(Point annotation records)

----

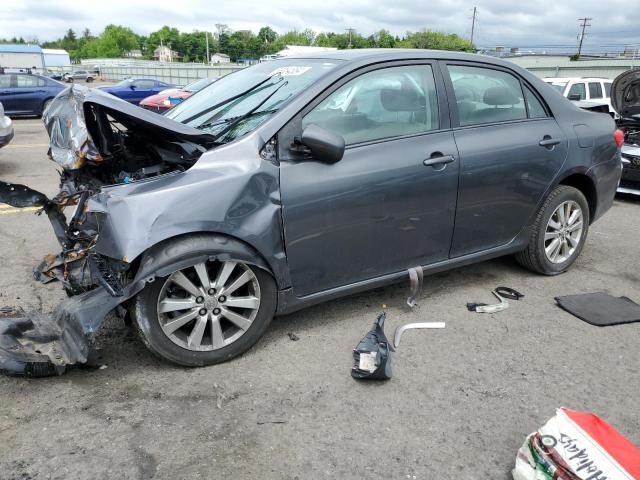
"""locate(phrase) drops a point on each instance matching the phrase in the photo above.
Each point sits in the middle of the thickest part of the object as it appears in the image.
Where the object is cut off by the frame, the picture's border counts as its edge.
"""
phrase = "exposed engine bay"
(97, 144)
(98, 140)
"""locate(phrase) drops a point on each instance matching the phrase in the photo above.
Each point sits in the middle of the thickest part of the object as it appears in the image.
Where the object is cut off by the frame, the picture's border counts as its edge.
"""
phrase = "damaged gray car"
(296, 181)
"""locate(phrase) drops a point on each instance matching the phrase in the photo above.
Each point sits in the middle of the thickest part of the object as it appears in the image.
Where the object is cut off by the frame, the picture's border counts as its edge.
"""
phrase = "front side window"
(385, 103)
(595, 90)
(577, 90)
(484, 95)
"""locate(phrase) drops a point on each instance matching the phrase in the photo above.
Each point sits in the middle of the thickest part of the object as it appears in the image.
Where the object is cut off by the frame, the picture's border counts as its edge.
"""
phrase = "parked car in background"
(590, 89)
(134, 90)
(300, 180)
(169, 98)
(626, 101)
(6, 128)
(85, 75)
(27, 94)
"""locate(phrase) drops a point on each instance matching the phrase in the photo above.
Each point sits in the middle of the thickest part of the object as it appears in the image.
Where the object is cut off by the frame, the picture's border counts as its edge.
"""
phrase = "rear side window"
(385, 103)
(595, 90)
(577, 90)
(536, 109)
(484, 95)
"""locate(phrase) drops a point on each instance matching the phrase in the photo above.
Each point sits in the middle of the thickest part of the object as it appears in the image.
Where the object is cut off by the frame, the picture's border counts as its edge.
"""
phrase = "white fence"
(177, 74)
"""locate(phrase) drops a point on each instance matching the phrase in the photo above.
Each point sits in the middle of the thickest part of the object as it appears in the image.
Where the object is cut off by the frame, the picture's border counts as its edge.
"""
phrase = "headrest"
(402, 100)
(500, 96)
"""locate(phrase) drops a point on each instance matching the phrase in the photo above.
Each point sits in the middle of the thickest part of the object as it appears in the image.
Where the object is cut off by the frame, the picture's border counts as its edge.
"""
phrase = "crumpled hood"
(625, 93)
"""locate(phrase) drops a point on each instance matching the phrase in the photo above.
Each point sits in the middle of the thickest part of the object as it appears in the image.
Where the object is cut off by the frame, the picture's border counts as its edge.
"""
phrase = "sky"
(511, 23)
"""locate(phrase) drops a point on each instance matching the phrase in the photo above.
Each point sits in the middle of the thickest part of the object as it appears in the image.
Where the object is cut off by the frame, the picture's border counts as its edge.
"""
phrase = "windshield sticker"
(291, 71)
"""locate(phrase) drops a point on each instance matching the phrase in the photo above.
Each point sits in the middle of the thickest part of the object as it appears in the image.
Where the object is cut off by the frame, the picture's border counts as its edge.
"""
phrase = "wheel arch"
(582, 182)
(185, 249)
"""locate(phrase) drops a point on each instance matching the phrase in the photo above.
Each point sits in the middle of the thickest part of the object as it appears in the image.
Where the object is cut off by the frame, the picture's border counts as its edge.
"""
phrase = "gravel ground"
(459, 405)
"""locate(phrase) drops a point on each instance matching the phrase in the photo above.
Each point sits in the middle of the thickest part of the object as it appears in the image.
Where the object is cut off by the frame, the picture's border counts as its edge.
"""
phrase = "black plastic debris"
(501, 293)
(371, 358)
(21, 196)
(600, 309)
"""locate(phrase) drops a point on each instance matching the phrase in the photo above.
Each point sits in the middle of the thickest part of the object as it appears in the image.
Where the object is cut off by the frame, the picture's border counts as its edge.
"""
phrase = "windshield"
(197, 85)
(261, 90)
(558, 85)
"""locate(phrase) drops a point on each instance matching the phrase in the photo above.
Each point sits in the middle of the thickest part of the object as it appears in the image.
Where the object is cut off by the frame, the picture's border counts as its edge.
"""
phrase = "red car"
(166, 99)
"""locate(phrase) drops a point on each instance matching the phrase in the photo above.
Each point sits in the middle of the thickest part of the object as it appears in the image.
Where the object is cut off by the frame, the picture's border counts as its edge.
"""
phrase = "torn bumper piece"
(35, 345)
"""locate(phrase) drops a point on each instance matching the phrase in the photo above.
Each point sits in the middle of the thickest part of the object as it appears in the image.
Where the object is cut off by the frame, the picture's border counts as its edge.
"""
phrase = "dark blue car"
(133, 90)
(27, 94)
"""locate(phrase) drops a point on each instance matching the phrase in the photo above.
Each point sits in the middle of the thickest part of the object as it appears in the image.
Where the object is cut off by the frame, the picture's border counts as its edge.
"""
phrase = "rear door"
(388, 205)
(510, 150)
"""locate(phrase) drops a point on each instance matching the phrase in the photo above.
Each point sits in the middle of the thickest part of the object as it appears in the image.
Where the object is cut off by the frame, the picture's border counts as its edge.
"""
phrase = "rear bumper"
(630, 178)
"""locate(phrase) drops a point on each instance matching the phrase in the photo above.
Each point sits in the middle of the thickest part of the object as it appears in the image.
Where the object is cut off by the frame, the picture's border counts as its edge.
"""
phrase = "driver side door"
(389, 203)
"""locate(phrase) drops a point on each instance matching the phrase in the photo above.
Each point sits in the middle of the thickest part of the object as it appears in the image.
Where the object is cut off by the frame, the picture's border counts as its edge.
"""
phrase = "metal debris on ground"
(577, 446)
(416, 276)
(409, 326)
(501, 293)
(371, 358)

----

**To be done**
Copy all of the entries verbatim, leaving out any pictures they contain.

**Solution to this problem**
"""locate(phrase) drops a point on each instance matching the phrase in the photo above.
Each point sits in the middle of the thickest part of the object as it appears in the image.
Where the object is cut off by the frame, the picture's border counts as its edge.
"""
phrase = "exposed engine bay"
(97, 144)
(98, 140)
"""locate(phrase) drops a point on each instance matching the phrase in the photo above.
Each point sits in the middle of the thickest part of the object as it appears in the image.
Where the object is cut off by the frame, the picture's border counts as its edge.
"""
phrase = "damaged gray car"
(296, 181)
"""locate(phrase) drops a point on each instance matching the phrase in the photo above.
Each point sits in the middle of the thickest part of the object as it appears in the image.
Where the object is cut off by the frame, the picture's border counts as its edge.
"""
phrase = "front side window"
(385, 103)
(595, 90)
(577, 90)
(484, 95)
"""locate(phrase) drops a point on each instance matching the phrase in the photo above.
Each point sits in the middle of the thickest part of the object as it appears in the image.
Where the object is cut off by the frame, the picture's border counts as its edge.
"""
phrase = "parked car in background"
(590, 89)
(134, 90)
(300, 180)
(169, 98)
(626, 101)
(6, 128)
(85, 75)
(27, 94)
"""locate(phrase) drops a point on each instance matching the phrase in the photo above.
Each point sits in the middle of the thickest part of the object as it appears in the image.
Where the object is cut off by the frame, the picture's border counts as its edge.
"""
phrase = "rear side window"
(385, 103)
(595, 90)
(577, 90)
(536, 109)
(484, 95)
"""locate(phrase) drops a point on each instance matching the phrase in the photo above.
Each point sits in the middle of the thickest part of the object as it appears in the image.
Where the object is cut off by the frame, the picture's border counts as its edge.
"""
phrase = "white fence"
(177, 74)
"""locate(phrase) drops a point on each instance matching the phrase in the photo above.
Each point sits in the middle of the thickest part of the object as it appears in the image.
Where the object is cut off by the frame, the picture's border counts as its edge.
"""
phrase = "headrest"
(402, 100)
(500, 96)
"""locate(phrase) drops a point on each instance matching the phrase in the photo above.
Each point sits in the middle of the thickest part of the object as it appears in the image.
Where the object is cut off by the frame, the picture's border counts as its edge.
"""
phrase = "crumpled hood"
(625, 93)
"""locate(phrase) drops a point on each instance matching the phrase in the photo above.
Each point sits in the middle of the thickest part of the object as it appears in the image.
Where the object is cut off by the frame, the picture's border counts as its edge.
"""
phrase = "sky"
(511, 23)
"""locate(phrase) drops a point on each instance matching the phrase in the photo above.
Each point sits in the middle of the thickest part of the object as it appears in the image.
Where the object is cut off by the frame, the picture's border counts as its edge.
"""
phrase = "windshield sticker"
(291, 71)
"""locate(phrase) drops a point on each instance matching the phrase in the photo above.
Each point sits in the middle of the thickest part of the object as it appears in the image.
Where the object is cut off by the frame, the picture's border counts as its edge.
"""
phrase = "wheel arch"
(582, 182)
(185, 249)
"""locate(phrase) drops a point on each instance matching the phrase in the photo above.
Each point sits in the middle of the thickest part of the object as it appears in the image.
Where the object is cut off by the frame, the picture's border counts as its edge.
"""
phrase = "gravel ground"
(459, 405)
"""locate(phrase) drops a point on each instance matching the phrase in the photo above.
Each point sits in the middle of the thickest part of the object as it appears in the image.
Where the object is cut off by the frame, the picture's border counts as its edge.
"""
phrase = "black plastic debris"
(501, 293)
(371, 358)
(21, 196)
(600, 309)
"""locate(phrase) drops a point on each instance matching the phrase in the photo above.
Each point sits in the middle of the thickest part of the object as it appears in the image.
Where the object is cut off by the frame, the picture's border counts as its edge.
"""
phrase = "windshield"
(197, 85)
(261, 90)
(558, 85)
"""locate(phrase) drops a point on each instance matching the phrase in the photo above.
Each point sits in the middle of the thickest part of the object as it appears in the image.
Where the object is cut off by the frame, the picture's border counts as its edge.
"""
phrase = "red car"
(166, 99)
"""locate(phrase) drops a point on each instance matching the phrase in the photo above.
Each point sits in the middle of the thickest part of the object as it appears in the image.
Where the object is cut off by the frame, the picture's border counts as its edge.
"""
phrase = "torn bumper piece"
(35, 345)
"""locate(phrase) drops a point on each instance matching the phrase in the photo above.
Each point sits in the middle of the thickest part of the object as it appears in the image.
Where the object is cut off by the frame, the picture's border counts as its edge.
"""
phrase = "dark blue car"
(133, 90)
(27, 94)
"""locate(phrase) drops a point on each instance matching the phrase in the photo above.
Each point sits in the middle of the thickest part of the object as it appears in the image.
Where the object is cut off by the frame, the picture's border counts as its edge.
"""
phrase = "rear door"
(388, 205)
(510, 150)
"""locate(phrase) drops a point on each instance matching the phrase in the photo above.
Each point sits in the middle of the thickest part of the object as it appears in the image.
Where the object is cut off by the frame, the picture's border counts as its edge.
"""
phrase = "rear bumper"
(630, 178)
"""locate(phrase) drops a point on each instance matching the phrase in the photo above.
Each point sits in the middle of the thickest part of the object as it appears in the image.
Where the object is cut off by the frame, the picture's border counts as its edge.
"""
phrase = "driver side door"
(389, 203)
"""locate(phrase) drops a point on each instance matching the phrase in the photo above.
Each point sits in the middle of the thickest part of the object as it appears in the image.
Where the object is cut off by the frame, the picture's border counts as its edge.
"""
phrase = "metal debris on ground"
(577, 446)
(416, 276)
(409, 326)
(501, 293)
(371, 358)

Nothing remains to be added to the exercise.